Provided passage:
Summer 2009 TV Preview
May 24, 2009 -- From our summer 2009 TV preview...
Showtime's half-hour "dark comedy" Nurse Jackie is probably the most prominent of the new shows, not least because it stars highly respected Sopranos actress Falco as "veteran ED nurse Jackie Peyton," who, in the pilot, "bends the rules to create something good from a patient's senseless death, while concealing her addiction to a pain killer she gets from her secret boyfriend, hospital pharmacist Eddie." The Showtime site explains that Jackie "navigates the rough waters of a crumbling healthcare system," "lighting into a smug doctor for failing to heed her advice," "stealing a fat money clip from a man who stabbed a prostitute," and "forging the organ donor card of a man who just died." Uh-huh. We're guessing the show might have some trouble getting the endorsement of major nursing groups, and of some individual nurses, what with all the drug abuse, stealing, and forgery. But none of those things are nursing stereotypes--they are not reasons the public undervalues nursing--and we won't necessarily hold them against the show if it conveys that Jackie is a real professional who saves lives. Among other things, Nurse Jackie may cause those who are interested in the nursing image to consider which qualities they deem most important in a nurse, among them clinical skill, toughness, initiative, patient advocacy, social action, compliance with ethical and other rules, personal morality, interpersonal skill, and a sense of perspective. Jackie brings all of these into question, and Showtime's promotion of the show seems designed to provoke: one of the images shows Jackie holding a syringe and needle with the tag line: "Life is full of little pricks."
The other major characters appear to be Eleanor O'Hara, a snarky British physician who is apparently Jackie's best friend; Fitch Cooper, one of the "smug, Ivy League doctors who have trolled the hospital halls for decades on their way to the golf course, leaving the nurses to deal with the repercussions of their drive-by diagnoses"; Eddie Walzer, the pharmacist boyfriend who "showers Jackie with love and the painkiller Percocet," which she apparently uses to ease poorly treated back pain; Mohammed "Mo-mo" de la Cruz, another veteran nurse and close confidant of Jackie, with a "biting sense of 'gallows' humor"; and Zoey Barkow, who the Showtime site says is a first year nursing student, but who the pilot suggests may actually be a first year nurse, and in any case is an "impressionable, exuberant" neophyte who is not sure she has what it takes to be a nurse.

Parts of the exercise:
[1] According to the Nurse Jackie preview, what is the name and job of Jackie's secret boyfriend?
[2] Pick up the Nurse Jackie preview after its last sentence and keep writing it.

Collected data:
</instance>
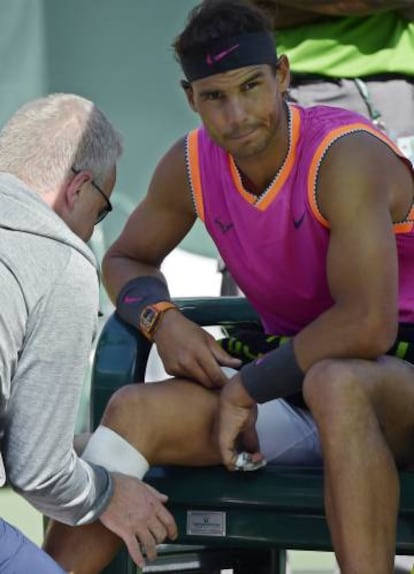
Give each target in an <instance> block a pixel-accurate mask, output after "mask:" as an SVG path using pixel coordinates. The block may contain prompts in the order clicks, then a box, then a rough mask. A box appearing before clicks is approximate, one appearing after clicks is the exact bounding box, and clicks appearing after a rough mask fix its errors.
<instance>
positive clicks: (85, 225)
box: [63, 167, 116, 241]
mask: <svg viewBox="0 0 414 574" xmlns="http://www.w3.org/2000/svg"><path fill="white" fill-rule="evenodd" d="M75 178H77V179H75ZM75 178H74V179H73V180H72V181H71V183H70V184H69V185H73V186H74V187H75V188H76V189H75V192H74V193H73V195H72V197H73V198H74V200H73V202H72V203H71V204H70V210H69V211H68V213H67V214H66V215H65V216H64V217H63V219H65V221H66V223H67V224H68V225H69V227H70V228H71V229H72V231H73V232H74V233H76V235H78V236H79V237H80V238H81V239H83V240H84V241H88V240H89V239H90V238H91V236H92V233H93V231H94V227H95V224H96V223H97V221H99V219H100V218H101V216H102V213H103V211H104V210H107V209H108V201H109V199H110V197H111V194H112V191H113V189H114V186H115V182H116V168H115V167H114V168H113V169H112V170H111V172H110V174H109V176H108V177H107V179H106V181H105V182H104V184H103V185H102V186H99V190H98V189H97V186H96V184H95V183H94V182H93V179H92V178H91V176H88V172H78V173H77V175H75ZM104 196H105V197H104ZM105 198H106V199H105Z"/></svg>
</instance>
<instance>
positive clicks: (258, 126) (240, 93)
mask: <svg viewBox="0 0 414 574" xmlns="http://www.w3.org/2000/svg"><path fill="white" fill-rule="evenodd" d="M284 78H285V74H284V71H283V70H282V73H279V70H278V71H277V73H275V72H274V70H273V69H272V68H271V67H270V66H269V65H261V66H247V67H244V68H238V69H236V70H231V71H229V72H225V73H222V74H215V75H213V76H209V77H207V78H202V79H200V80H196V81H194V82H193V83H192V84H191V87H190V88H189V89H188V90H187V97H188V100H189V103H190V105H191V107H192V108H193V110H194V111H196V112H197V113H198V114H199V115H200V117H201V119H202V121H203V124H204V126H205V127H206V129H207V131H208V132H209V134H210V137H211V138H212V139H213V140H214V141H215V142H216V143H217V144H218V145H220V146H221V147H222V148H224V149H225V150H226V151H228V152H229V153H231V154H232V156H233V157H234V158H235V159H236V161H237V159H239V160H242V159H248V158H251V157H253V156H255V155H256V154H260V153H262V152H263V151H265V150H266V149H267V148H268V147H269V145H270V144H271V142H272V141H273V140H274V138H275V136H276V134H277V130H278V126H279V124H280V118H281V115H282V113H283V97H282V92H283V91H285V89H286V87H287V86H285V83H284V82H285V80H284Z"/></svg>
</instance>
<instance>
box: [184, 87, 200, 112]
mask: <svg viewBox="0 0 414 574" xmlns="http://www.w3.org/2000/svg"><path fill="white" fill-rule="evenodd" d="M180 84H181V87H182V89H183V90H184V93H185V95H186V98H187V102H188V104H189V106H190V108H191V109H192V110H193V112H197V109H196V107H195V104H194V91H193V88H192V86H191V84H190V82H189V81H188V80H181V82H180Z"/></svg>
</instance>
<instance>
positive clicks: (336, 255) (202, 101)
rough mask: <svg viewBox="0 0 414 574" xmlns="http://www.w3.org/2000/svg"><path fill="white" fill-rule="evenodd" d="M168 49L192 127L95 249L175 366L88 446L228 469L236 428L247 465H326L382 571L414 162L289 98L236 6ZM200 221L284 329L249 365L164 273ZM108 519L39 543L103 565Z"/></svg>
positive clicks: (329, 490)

Answers by task:
[1] Eddie Walzer, a hospital pharmacist.

[2]
The pilot is a deliciously brutal subversion of the unskilled angel stereotype and possibly the strongest fictional TV portrayal of the experience of a modern nurse that we have ever seen, certainly in the same league as the character Belize (right) from Mike Nichols' 2003 film version of Tony Kushner's Angels in America. Over time we may have reservations about elements of the show's focus and certain things its stylized approach may not make clear enough, for instance some aspects of nurses' real working conditions like short-staffing (how can Jackie spend so much time away from her patients during her shift?). But it's too soon to say based only on a half-hour pilot. What we can say is that Jackie displays formidable clinical expertise, advocates fiercely for a patient with the arrogant young physician Fitch, provides adroit psychosocial care to patients and family and tough love mentoring to Barkow (and Fitch, though he may not know it). She is thoughtful, witty, and a good friend to Eleanor and Mo-mo. On the other hand, she seems to know that she did not do enough to protect one patient, with tragic results. The writing is incisive and funny, and Falco's portrayal is powerful and nuanced.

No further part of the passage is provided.